┌─ SUPPLIED DATA
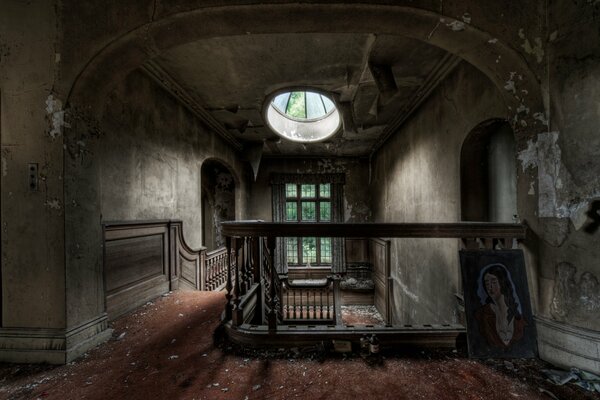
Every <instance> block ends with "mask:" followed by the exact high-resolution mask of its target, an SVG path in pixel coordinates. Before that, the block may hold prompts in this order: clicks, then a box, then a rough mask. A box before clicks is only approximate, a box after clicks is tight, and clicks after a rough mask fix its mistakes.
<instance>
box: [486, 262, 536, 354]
mask: <svg viewBox="0 0 600 400" xmlns="http://www.w3.org/2000/svg"><path fill="white" fill-rule="evenodd" d="M480 275H481V276H480V278H479V279H478V281H479V287H478V289H477V294H478V295H479V298H480V301H481V307H479V308H478V309H477V310H476V311H475V319H476V320H477V322H478V323H479V332H480V333H481V334H482V335H483V336H484V337H485V339H486V341H487V342H488V344H489V345H490V346H496V347H501V348H507V347H509V346H511V345H512V344H513V343H514V342H517V341H518V340H521V338H522V337H523V328H524V327H525V324H526V322H525V320H524V319H523V313H522V312H521V304H520V303H519V298H518V297H517V294H516V293H515V285H514V284H513V282H512V279H511V277H510V274H509V273H508V271H507V270H506V267H505V266H504V265H502V264H491V265H488V266H486V267H485V268H483V269H482V270H481V274H480Z"/></svg>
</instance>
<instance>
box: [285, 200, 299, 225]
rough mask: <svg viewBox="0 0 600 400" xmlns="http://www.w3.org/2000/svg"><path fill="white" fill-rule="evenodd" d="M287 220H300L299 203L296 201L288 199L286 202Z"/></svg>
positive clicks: (285, 214) (285, 217)
mask: <svg viewBox="0 0 600 400" xmlns="http://www.w3.org/2000/svg"><path fill="white" fill-rule="evenodd" d="M285 220H286V221H298V203H296V202H295V201H287V202H286V203H285Z"/></svg>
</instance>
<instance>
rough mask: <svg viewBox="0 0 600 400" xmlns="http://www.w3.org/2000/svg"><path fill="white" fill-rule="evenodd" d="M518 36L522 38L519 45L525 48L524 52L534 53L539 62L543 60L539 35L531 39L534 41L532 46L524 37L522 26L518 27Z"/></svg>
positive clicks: (537, 60) (541, 43) (540, 43)
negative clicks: (520, 41) (538, 36)
mask: <svg viewBox="0 0 600 400" xmlns="http://www.w3.org/2000/svg"><path fill="white" fill-rule="evenodd" d="M519 37H520V38H521V39H523V40H524V41H523V44H521V47H522V48H523V50H525V53H527V54H531V55H534V56H535V59H536V60H537V62H538V63H541V62H542V61H543V60H544V49H543V47H542V39H541V38H539V37H536V38H534V39H533V41H534V43H535V46H532V45H531V42H530V41H529V39H527V37H525V32H524V31H523V28H521V29H519Z"/></svg>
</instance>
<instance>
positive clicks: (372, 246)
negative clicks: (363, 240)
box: [369, 239, 391, 323]
mask: <svg viewBox="0 0 600 400" xmlns="http://www.w3.org/2000/svg"><path fill="white" fill-rule="evenodd" d="M369 250H370V254H371V262H372V263H373V283H374V284H375V297H374V303H375V308H377V310H378V311H379V313H380V314H381V315H382V316H383V319H384V320H385V321H386V323H389V322H390V317H391V315H390V291H389V285H390V282H389V279H388V278H389V276H390V241H389V240H382V239H370V240H369Z"/></svg>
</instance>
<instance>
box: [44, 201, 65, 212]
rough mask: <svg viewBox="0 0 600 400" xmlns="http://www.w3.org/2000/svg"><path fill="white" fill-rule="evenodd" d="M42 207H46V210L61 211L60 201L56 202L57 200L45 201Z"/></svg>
mask: <svg viewBox="0 0 600 400" xmlns="http://www.w3.org/2000/svg"><path fill="white" fill-rule="evenodd" d="M44 205H45V206H46V207H48V208H51V209H53V210H60V209H61V205H60V200H58V199H52V200H46V202H45V203H44Z"/></svg>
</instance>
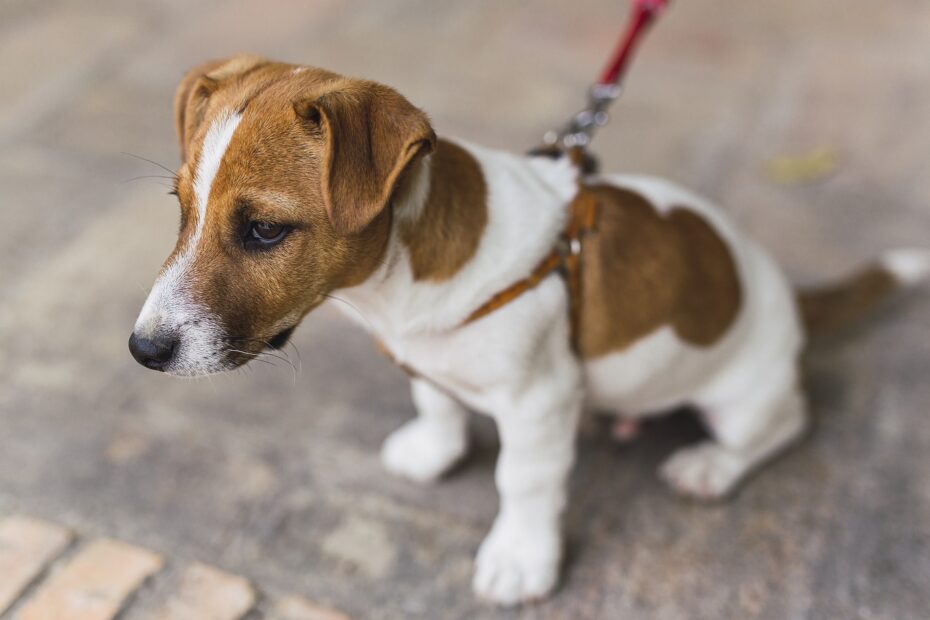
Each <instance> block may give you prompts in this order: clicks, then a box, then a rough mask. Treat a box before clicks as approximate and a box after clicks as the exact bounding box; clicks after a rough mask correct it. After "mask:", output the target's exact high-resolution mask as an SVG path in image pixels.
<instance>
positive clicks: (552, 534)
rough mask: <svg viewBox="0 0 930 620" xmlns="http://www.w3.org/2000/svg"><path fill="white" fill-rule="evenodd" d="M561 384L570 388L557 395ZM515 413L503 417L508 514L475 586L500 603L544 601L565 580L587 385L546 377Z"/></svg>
mask: <svg viewBox="0 0 930 620" xmlns="http://www.w3.org/2000/svg"><path fill="white" fill-rule="evenodd" d="M555 385H561V386H562V389H563V391H565V392H566V393H564V394H558V393H554V392H555V390H556V389H558V388H556V387H555ZM532 391H533V393H532V394H528V395H527V397H525V398H523V399H521V402H520V403H518V404H517V405H516V407H515V408H514V409H513V410H510V411H508V412H506V413H501V414H499V415H498V414H495V416H494V417H495V419H496V421H497V427H498V432H499V435H500V441H501V452H500V456H499V457H498V461H497V470H496V474H495V478H496V482H497V487H498V491H499V493H500V511H499V513H498V516H497V518H496V519H495V521H494V525H493V527H492V528H491V532H490V533H489V534H488V536H487V538H485V540H484V542H483V543H482V544H481V548H480V550H479V551H478V556H477V559H476V567H475V578H474V584H473V585H474V588H475V591H476V592H477V593H478V594H479V595H481V596H483V597H485V598H487V599H490V600H492V601H494V602H496V603H498V604H501V605H515V604H517V603H520V602H523V601H528V600H534V599H539V598H541V597H544V596H545V595H547V594H548V593H549V592H550V591H551V590H552V589H553V587H555V585H556V582H557V581H558V575H559V566H560V563H561V559H562V531H561V517H562V512H563V510H564V508H565V501H566V493H567V488H566V487H567V484H568V475H569V472H570V470H571V467H572V464H573V462H574V459H575V431H576V426H577V422H578V418H579V416H580V413H581V406H582V403H581V400H582V399H581V396H580V389H578V388H577V387H576V385H568V384H567V382H566V377H559V378H558V379H550V380H549V381H540V382H538V383H537V384H536V387H535V388H534V389H533V390H532Z"/></svg>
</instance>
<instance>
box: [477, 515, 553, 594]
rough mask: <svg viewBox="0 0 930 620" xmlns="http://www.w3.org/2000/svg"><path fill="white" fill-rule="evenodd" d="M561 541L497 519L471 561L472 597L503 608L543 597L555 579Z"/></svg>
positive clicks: (538, 530) (533, 529) (536, 529)
mask: <svg viewBox="0 0 930 620" xmlns="http://www.w3.org/2000/svg"><path fill="white" fill-rule="evenodd" d="M560 557H561V541H560V539H559V535H558V533H557V531H552V532H545V531H541V530H540V528H539V527H538V526H531V527H515V526H507V525H505V524H502V523H501V521H500V518H499V519H498V522H496V523H495V524H494V527H493V528H492V529H491V533H490V534H488V536H487V538H485V539H484V542H483V543H482V544H481V548H480V549H479V551H478V556H477V558H476V559H475V578H474V580H473V581H472V586H473V588H474V590H475V593H476V594H478V595H479V596H481V597H482V598H485V599H487V600H489V601H491V602H494V603H497V604H498V605H503V606H508V607H509V606H514V605H518V604H520V603H526V602H531V601H535V600H539V599H542V598H544V597H546V596H547V595H548V594H549V593H550V592H551V591H552V589H553V588H554V587H555V585H556V582H557V581H558V576H559V562H560Z"/></svg>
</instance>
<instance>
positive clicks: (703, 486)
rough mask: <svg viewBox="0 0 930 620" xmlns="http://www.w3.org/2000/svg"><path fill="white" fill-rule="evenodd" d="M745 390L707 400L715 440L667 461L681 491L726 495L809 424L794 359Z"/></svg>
mask: <svg viewBox="0 0 930 620" xmlns="http://www.w3.org/2000/svg"><path fill="white" fill-rule="evenodd" d="M786 366H787V365H786ZM740 391H742V392H743V394H742V397H738V398H727V399H726V401H725V402H722V403H721V402H717V403H712V404H702V405H703V408H702V411H703V414H704V419H705V421H706V422H707V426H708V428H709V430H710V432H711V434H712V435H713V437H714V439H712V440H708V441H704V442H701V443H699V444H697V445H694V446H688V447H685V448H681V449H679V450H678V451H677V452H675V453H674V454H672V456H671V457H669V458H668V460H666V461H665V463H664V464H663V465H662V467H661V469H660V474H661V476H662V477H663V478H664V479H665V480H666V482H668V484H669V485H671V486H672V488H674V489H675V490H676V491H678V492H679V493H681V494H683V495H686V496H689V497H694V498H698V499H705V500H709V499H717V498H720V497H724V496H725V495H727V494H728V493H730V492H731V491H732V490H733V489H735V488H736V486H737V485H738V484H739V482H740V481H741V480H742V479H743V478H744V477H745V476H746V475H747V474H749V473H750V472H752V471H753V470H754V469H755V468H757V467H759V466H760V465H762V464H763V463H765V462H766V461H767V460H769V459H771V458H772V457H774V456H776V455H777V454H778V453H779V452H781V451H782V450H783V449H785V448H786V447H788V446H789V445H790V444H791V443H792V442H793V441H794V440H796V439H797V438H798V437H799V436H800V435H801V434H802V433H803V431H804V429H805V428H806V427H807V411H806V404H805V399H804V395H803V394H802V392H801V387H800V384H799V381H798V378H797V372H796V368H795V365H794V364H793V362H792V363H791V366H790V368H788V367H783V368H782V369H781V372H774V373H770V374H767V375H765V376H760V377H758V379H757V381H756V382H755V385H754V387H753V388H752V389H751V390H749V393H746V391H744V390H740ZM734 396H735V394H734Z"/></svg>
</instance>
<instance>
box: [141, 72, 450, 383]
mask: <svg viewBox="0 0 930 620" xmlns="http://www.w3.org/2000/svg"><path fill="white" fill-rule="evenodd" d="M175 120H176V125H177V132H178V138H179V140H180V145H181V159H182V164H181V167H180V168H179V169H178V173H177V188H176V189H177V197H178V201H179V202H180V205H181V226H180V233H179V235H178V242H177V245H176V247H175V249H174V252H173V253H172V254H171V255H170V256H169V257H168V260H167V261H166V262H165V265H164V267H163V268H162V271H161V274H160V275H159V277H158V280H157V281H156V282H155V286H154V287H153V288H152V291H151V293H150V294H149V296H148V299H147V300H146V302H145V305H144V307H143V308H142V311H141V313H140V315H139V318H138V321H137V322H136V325H135V329H134V330H133V334H132V336H131V337H130V341H129V345H130V350H131V351H132V354H133V356H134V357H135V358H136V359H137V360H138V361H139V362H140V363H142V364H143V365H145V366H147V367H149V368H153V369H156V370H162V371H165V372H168V373H171V374H177V375H199V374H207V373H212V372H218V371H222V370H227V369H231V368H234V367H236V366H239V365H241V364H243V363H245V362H247V361H248V360H250V359H252V358H253V357H254V356H255V355H256V354H258V353H259V352H260V351H261V350H262V349H263V348H265V347H268V346H271V347H275V346H278V347H279V346H281V345H282V344H283V343H284V342H285V341H286V340H287V338H288V336H289V335H290V333H291V331H292V330H293V329H294V327H295V326H296V325H297V324H298V323H299V322H300V320H301V319H302V318H303V317H304V316H305V315H306V314H307V313H308V312H309V311H310V310H312V309H313V308H314V307H316V306H317V305H319V304H320V303H321V301H322V300H323V299H324V298H325V296H326V295H327V294H328V293H329V292H330V291H332V290H335V289H337V288H342V287H347V286H352V285H355V284H358V283H360V282H362V281H364V280H365V279H366V278H367V277H368V276H369V275H371V273H372V272H374V270H375V269H376V268H377V266H378V265H379V264H380V261H381V258H382V256H383V253H384V251H385V247H386V245H387V243H388V239H389V236H390V228H391V218H392V213H391V209H390V208H389V205H390V202H391V198H392V195H394V194H395V191H396V190H397V187H398V185H399V184H402V183H404V181H403V179H404V178H405V171H407V170H409V169H410V168H411V167H412V164H413V162H415V161H416V160H417V159H418V158H419V157H420V156H422V155H424V154H426V153H428V152H429V151H431V150H432V148H433V146H434V144H435V135H434V134H433V130H432V128H431V127H430V124H429V121H428V119H427V118H426V116H425V115H424V114H423V113H422V112H421V111H420V110H418V109H417V108H415V107H414V106H413V105H411V104H410V103H409V102H408V101H407V100H406V99H404V98H403V97H401V96H400V95H399V94H398V93H397V92H395V91H394V90H392V89H390V88H388V87H386V86H382V85H380V84H376V83H373V82H367V81H362V80H354V79H347V78H344V77H342V76H339V75H336V74H334V73H330V72H327V71H322V70H319V69H312V68H304V67H296V66H294V65H286V64H282V63H272V62H268V61H266V60H263V59H260V58H255V57H250V56H237V57H234V58H231V59H228V60H224V61H218V62H213V63H210V64H208V65H205V66H202V67H198V68H197V69H194V70H193V71H191V72H190V73H188V74H187V75H186V76H185V77H184V79H183V80H182V81H181V84H180V86H179V87H178V91H177V94H176V96H175Z"/></svg>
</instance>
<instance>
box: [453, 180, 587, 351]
mask: <svg viewBox="0 0 930 620" xmlns="http://www.w3.org/2000/svg"><path fill="white" fill-rule="evenodd" d="M597 210H598V200H597V196H595V195H594V193H593V192H591V191H590V190H589V189H587V188H586V187H584V186H583V185H579V187H578V193H577V194H576V195H575V198H574V199H573V200H572V202H571V204H570V205H569V207H568V223H567V224H566V226H565V229H564V230H563V231H562V234H561V235H560V236H559V240H558V242H557V243H556V246H555V247H554V248H553V249H552V251H551V252H549V254H547V255H546V256H545V257H544V258H543V259H542V260H541V261H540V262H539V264H538V265H536V268H535V269H534V270H533V271H532V273H530V275H528V276H527V277H525V278H523V279H522V280H518V281H517V282H514V283H513V284H511V285H510V286H508V287H507V288H505V289H504V290H502V291H500V292H498V293H497V294H495V295H494V296H493V297H491V299H489V300H488V301H486V302H485V303H484V304H482V305H481V306H480V307H478V308H477V309H476V310H475V311H474V312H472V313H471V314H470V315H468V318H466V319H465V321H463V322H462V325H468V324H469V323H472V322H474V321H477V320H478V319H480V318H483V317H485V316H487V315H489V314H491V313H492V312H494V311H495V310H498V309H500V308H501V307H503V306H505V305H507V304H508V303H510V302H511V301H513V300H515V299H516V298H518V297H519V296H520V295H522V294H523V293H525V292H527V291H529V290H531V289H533V288H536V287H537V286H538V285H539V283H540V282H542V281H543V280H544V279H545V278H546V277H547V276H549V275H550V274H551V273H553V272H554V271H560V272H561V273H562V275H563V276H564V278H565V284H566V286H567V288H568V306H569V321H570V326H571V334H572V346H573V347H574V348H575V349H576V350H577V340H578V320H579V317H580V315H581V312H580V307H581V249H582V245H581V244H582V239H583V238H584V236H585V235H586V234H587V233H589V232H591V231H593V230H594V227H595V223H596V220H597Z"/></svg>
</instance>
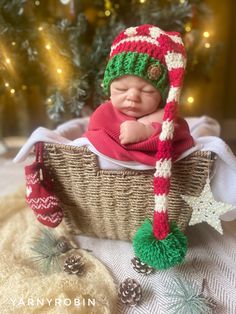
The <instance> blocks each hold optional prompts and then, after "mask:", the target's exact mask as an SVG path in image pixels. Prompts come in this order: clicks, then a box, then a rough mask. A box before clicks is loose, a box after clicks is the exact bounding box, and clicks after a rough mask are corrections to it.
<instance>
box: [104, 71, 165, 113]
mask: <svg viewBox="0 0 236 314" xmlns="http://www.w3.org/2000/svg"><path fill="white" fill-rule="evenodd" d="M110 91H111V97H110V98H111V101H112V104H113V106H114V107H116V108H117V109H118V110H119V111H121V112H122V113H124V114H126V115H128V116H131V117H135V118H140V117H143V116H145V115H148V114H150V113H153V112H154V111H156V110H157V108H158V106H159V104H160V102H161V94H160V92H159V91H158V90H157V89H156V88H155V87H154V86H152V85H151V84H149V83H148V82H147V81H145V80H144V79H142V78H140V77H138V76H133V75H125V76H122V77H120V78H118V79H115V80H114V81H113V82H112V83H111V86H110Z"/></svg>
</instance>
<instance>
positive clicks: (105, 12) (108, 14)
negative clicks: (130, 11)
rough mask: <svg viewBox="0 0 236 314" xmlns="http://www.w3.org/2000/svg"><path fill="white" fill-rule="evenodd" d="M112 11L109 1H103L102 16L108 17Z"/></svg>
mask: <svg viewBox="0 0 236 314" xmlns="http://www.w3.org/2000/svg"><path fill="white" fill-rule="evenodd" d="M112 11H113V7H112V3H111V1H110V0H105V11H104V14H105V16H107V17H108V16H110V15H111V13H112Z"/></svg>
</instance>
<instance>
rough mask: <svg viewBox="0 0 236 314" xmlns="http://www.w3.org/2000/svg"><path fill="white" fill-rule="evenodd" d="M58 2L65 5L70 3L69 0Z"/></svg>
mask: <svg viewBox="0 0 236 314" xmlns="http://www.w3.org/2000/svg"><path fill="white" fill-rule="evenodd" d="M60 2H61V3H62V4H64V5H67V4H68V3H70V0H60Z"/></svg>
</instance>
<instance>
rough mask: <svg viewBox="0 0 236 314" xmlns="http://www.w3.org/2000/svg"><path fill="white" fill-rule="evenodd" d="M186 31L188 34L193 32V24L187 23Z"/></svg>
mask: <svg viewBox="0 0 236 314" xmlns="http://www.w3.org/2000/svg"><path fill="white" fill-rule="evenodd" d="M184 29H185V31H186V32H187V33H188V32H191V30H192V25H191V23H187V24H186V25H185V28H184Z"/></svg>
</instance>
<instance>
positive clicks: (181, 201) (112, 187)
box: [43, 143, 214, 240]
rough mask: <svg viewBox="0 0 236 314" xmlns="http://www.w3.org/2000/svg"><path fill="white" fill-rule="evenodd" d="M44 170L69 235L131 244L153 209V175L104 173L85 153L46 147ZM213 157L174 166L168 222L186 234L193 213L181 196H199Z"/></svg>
mask: <svg viewBox="0 0 236 314" xmlns="http://www.w3.org/2000/svg"><path fill="white" fill-rule="evenodd" d="M43 158H44V163H45V166H46V167H47V169H48V171H49V173H50V175H51V176H52V178H53V179H54V186H55V194H56V195H57V197H58V198H59V200H60V202H61V205H62V208H63V210H64V216H65V222H66V225H67V227H68V229H69V231H70V232H72V233H73V234H81V233H82V234H86V235H93V236H96V237H99V238H109V239H120V240H131V239H132V237H133V235H134V233H135V231H136V230H137V228H138V227H139V226H140V225H141V224H142V222H143V221H144V219H145V218H146V217H150V218H152V215H153V209H154V194H153V175H154V170H131V169H124V170H123V169H122V170H103V169H100V168H99V164H98V159H97V156H96V155H95V154H93V153H92V152H91V151H89V150H88V149H87V148H86V147H75V146H68V145H61V144H49V143H44V149H43ZM213 161H214V158H213V154H212V153H211V152H195V153H193V154H191V155H190V156H188V157H186V158H185V159H182V160H180V161H178V162H176V163H174V166H173V170H172V179H171V191H170V194H169V209H168V213H169V219H170V221H172V220H173V221H175V222H176V223H177V225H178V227H179V228H180V229H181V230H182V231H184V230H185V229H186V227H187V225H188V223H189V220H190V218H191V213H192V211H191V209H190V208H189V206H188V205H187V204H186V203H185V202H184V201H183V199H182V198H181V196H180V195H181V194H185V195H193V196H198V195H199V194H200V193H201V191H202V189H203V187H204V185H205V183H206V178H207V176H208V175H209V170H210V169H211V167H212V165H213Z"/></svg>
└─
## WHAT YOU SHOULD DO
Scan the entries above for the line containing "positive clicks: (538, 530)", and copy it and all lines after it exactly, down to and including the line containing "positive clicks: (703, 486)".

## EXPECTED OUTPUT
positive clicks: (538, 530) (533, 529) (536, 529)
mask: <svg viewBox="0 0 930 620" xmlns="http://www.w3.org/2000/svg"><path fill="white" fill-rule="evenodd" d="M560 557H561V541H560V539H559V535H558V533H557V531H552V532H545V531H541V530H540V528H539V527H538V526H531V527H515V526H507V525H505V524H502V523H501V521H500V518H499V519H498V522H496V523H495V524H494V527H493V528H492V529H491V533H490V534H488V536H487V538H485V539H484V542H483V543H482V544H481V548H480V549H479V551H478V556H477V558H476V559H475V578H474V580H473V581H472V586H473V588H474V590H475V593H476V594H478V595H479V596H481V597H482V598H485V599H487V600H489V601H491V602H494V603H497V604H498V605H503V606H508V607H509V606H514V605H518V604H520V603H526V602H531V601H535V600H539V599H542V598H544V597H546V596H547V595H548V594H549V593H550V592H551V591H552V589H553V588H554V587H555V585H556V582H557V581H558V576H559V562H560Z"/></svg>
</instance>
<instance>
positive clicks: (703, 486)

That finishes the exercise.